━━ Provided data
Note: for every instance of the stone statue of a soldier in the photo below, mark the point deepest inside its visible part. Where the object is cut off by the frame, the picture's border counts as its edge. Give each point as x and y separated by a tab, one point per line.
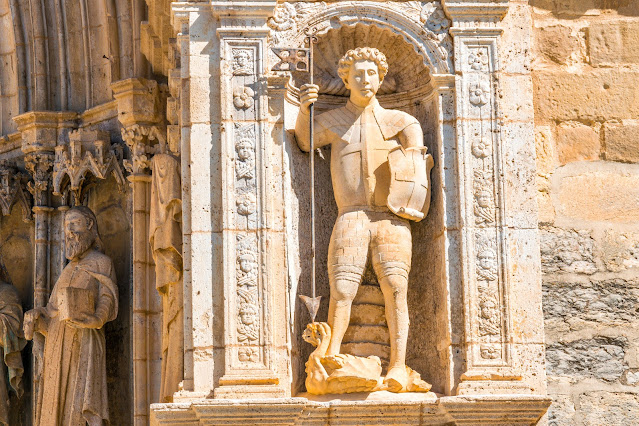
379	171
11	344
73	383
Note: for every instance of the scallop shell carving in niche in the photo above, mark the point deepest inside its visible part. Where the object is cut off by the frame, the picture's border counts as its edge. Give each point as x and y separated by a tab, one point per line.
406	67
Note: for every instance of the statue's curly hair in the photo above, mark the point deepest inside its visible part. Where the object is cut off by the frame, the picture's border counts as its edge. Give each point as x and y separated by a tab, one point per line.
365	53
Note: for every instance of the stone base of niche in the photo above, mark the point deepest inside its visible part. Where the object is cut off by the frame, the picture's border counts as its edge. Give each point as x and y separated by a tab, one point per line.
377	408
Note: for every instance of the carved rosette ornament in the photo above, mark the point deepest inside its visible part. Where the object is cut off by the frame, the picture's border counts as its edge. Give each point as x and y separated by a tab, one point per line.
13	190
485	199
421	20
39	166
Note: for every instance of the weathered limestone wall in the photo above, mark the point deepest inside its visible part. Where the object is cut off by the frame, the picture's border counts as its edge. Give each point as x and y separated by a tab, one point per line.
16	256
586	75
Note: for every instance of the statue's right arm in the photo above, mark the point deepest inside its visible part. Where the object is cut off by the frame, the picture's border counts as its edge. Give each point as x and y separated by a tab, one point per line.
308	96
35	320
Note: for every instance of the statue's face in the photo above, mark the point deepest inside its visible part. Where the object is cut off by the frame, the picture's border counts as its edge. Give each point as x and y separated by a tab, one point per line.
━━━━
▶ **What the task asks**:
Update the data above by replacing every instance of "photo" with "image" and keeping everything else the same. Leave the pictures out of your answer.

▶ **Result of this exercise**:
Note: for every instance of the stone statue of a soldier in the image below, mark the point deepest inside its visible part. Where the object is cut off by the frame, the picture's border counts as its edge. Give each point as x and y separated by a tab, one point per line.
379	171
11	344
73	383
Note: for every instance of the scallop shell carving in niche in the image above, mark the point deepest inside its visible part. Where the object is cut off by the frame, the picture's border counts as its edge. Give each point as x and y separated by a tab, one point per line.
406	67
Note: for every instance of the statue's curly hair in the image above, mark the point deepest inside its visible part. Where the object is cut off by the frame, the picture's border counts as its edge. Give each point as x and y separated by a tab, one point per line.
365	53
Note: for every instance of the stone base of niche in the image above, mark the point deepest inside its visible part. Where the object is cut off by the frame, the picture's border counts as its edge. Give each point as x and y separated by a tab, one point per line.
377	408
Note: for every instance of the carved rosette ornament in the image above, mark the point deepest inside its visible part. Where the object is cut off by the frame, the picture's border counts as its edge. Give each point as x and y separated by a tab, one point per line.
13	190
485	199
421	20
39	166
Note: for every instance of the weathered limestone wall in the image above, mark the point deepest inside its visible part. Where the object is cut off by the frame, the picture's border counts as its edge. Give each point as x and y separated by a tab, one point per line.
16	256
586	75
Note: for every instance of the statue's right arm in the image above, mark the point deepest inside its visible part. Where the object is cut off by the frame, the picture's border counts as its edge. Give each point as x and y separated by a tab, one point per line.
308	96
35	320
Note: for every instance of the statue's face in the image above, mark the point deepest inside its visible part. Where the object is cut off by the frame, the picture's border counts as its edge. Give each point as x and y separated by a tab, one point per line.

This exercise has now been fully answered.